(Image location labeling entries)
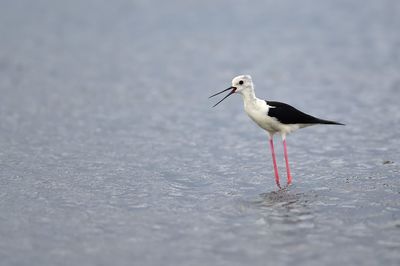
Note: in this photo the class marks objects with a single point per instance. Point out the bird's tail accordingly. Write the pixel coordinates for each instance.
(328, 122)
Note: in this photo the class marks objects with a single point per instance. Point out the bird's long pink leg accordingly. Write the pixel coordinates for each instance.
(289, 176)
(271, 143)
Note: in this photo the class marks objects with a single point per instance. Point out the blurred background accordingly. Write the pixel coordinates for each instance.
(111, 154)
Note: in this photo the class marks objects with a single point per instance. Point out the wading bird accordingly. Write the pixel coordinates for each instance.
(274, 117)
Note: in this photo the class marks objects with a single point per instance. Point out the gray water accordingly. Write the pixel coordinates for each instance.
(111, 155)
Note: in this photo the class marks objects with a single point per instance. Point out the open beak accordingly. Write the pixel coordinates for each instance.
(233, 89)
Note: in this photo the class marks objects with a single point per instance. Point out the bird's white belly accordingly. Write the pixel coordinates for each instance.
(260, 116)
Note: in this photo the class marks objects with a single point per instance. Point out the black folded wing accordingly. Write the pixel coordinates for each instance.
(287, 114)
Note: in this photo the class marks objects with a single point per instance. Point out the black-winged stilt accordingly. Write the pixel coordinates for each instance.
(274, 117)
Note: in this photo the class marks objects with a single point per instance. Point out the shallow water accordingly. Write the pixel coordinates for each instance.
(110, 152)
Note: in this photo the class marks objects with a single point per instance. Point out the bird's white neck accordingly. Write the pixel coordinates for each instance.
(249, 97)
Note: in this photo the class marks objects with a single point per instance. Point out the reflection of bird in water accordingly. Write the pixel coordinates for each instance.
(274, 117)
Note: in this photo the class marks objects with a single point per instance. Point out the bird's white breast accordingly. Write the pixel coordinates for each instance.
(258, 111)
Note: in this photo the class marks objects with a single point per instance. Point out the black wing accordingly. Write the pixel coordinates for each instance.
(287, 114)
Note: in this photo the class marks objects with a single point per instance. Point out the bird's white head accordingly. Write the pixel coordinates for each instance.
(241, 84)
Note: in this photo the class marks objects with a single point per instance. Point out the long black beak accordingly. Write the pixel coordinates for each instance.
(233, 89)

* EXERCISE DIRECTIONS
Reproduce each line of the records exactly, and omit every picture.

* SOLUTION TO THE PROBLEM
Note: in this photo the class marks objects with a single point per instance. Point out the bird's tail accordingly. Write the pixel coordinates for each instance.
(328, 122)
Note: in this photo the class marks objects with a single point per instance. Point out the bird's long pink leg accordingly. Write the pixel coordinates for each instance.
(289, 176)
(271, 143)
Note: in this photo the class marks objects with a single point per instance. Point out the blurred background accordingly. Write the pixel coordinates for each instance.
(111, 154)
Note: in this photo the class marks objects with a single point per instance. Point out the wading bird accordingly. Write the pixel coordinates for each instance.
(274, 117)
Note: in this photo the class marks objects with a single point per instance. Point out the gray water accordingly. Write the pixel coordinates for each instance.
(111, 155)
Note: in this photo the class marks objects with a single point per instance. Point out the open beak accordingly. Write the pixel coordinates for each instance.
(233, 89)
Note: in this photo the class marks objects with a single point per instance. Point out the bird's white belly accordingly. Write the pixel coordinates for each instance.
(260, 116)
Note: in this photo the class marks objects with a single point per instance. Point out the black folded wing accordingly. Write the pixel coordinates for each instance.
(287, 114)
Note: in this photo the class marks objects with a single point per instance. Point out the black-winged stilt accordingly. Write the pixel coordinates for each instance.
(274, 117)
Note: in this photo the class marks objects with a single point per instance. Point out the shallow water accordingly. Write the pixel coordinates for each instance.
(110, 152)
Note: in this photo the class marks objects with a single point per instance. Point out the bird's white neck accordingly. Write the pixel coordinates for each instance.
(249, 97)
Note: in this photo the class marks objects with a single point per instance. Point out the reflection of bird in water accordingly. Write the pixel coordinates for each instance.
(274, 117)
Note: in this photo the class marks objects with a single point per instance. Point out the bird's white breast accordingly. Write the pixel coordinates for each instance.
(258, 111)
Note: in this photo the class marks objects with a single point per instance. Point out the black wing accordingly. Write the pixel coordinates for each instance.
(287, 114)
Note: in this photo the class marks objects with a single point per instance. Point out the bird's white head accordingly. Write the pixel coordinates for each instance.
(241, 84)
Note: in this photo the class marks objects with a single point per instance. Point out the long black beak accordingly. Write the pixel coordinates for each instance.
(233, 89)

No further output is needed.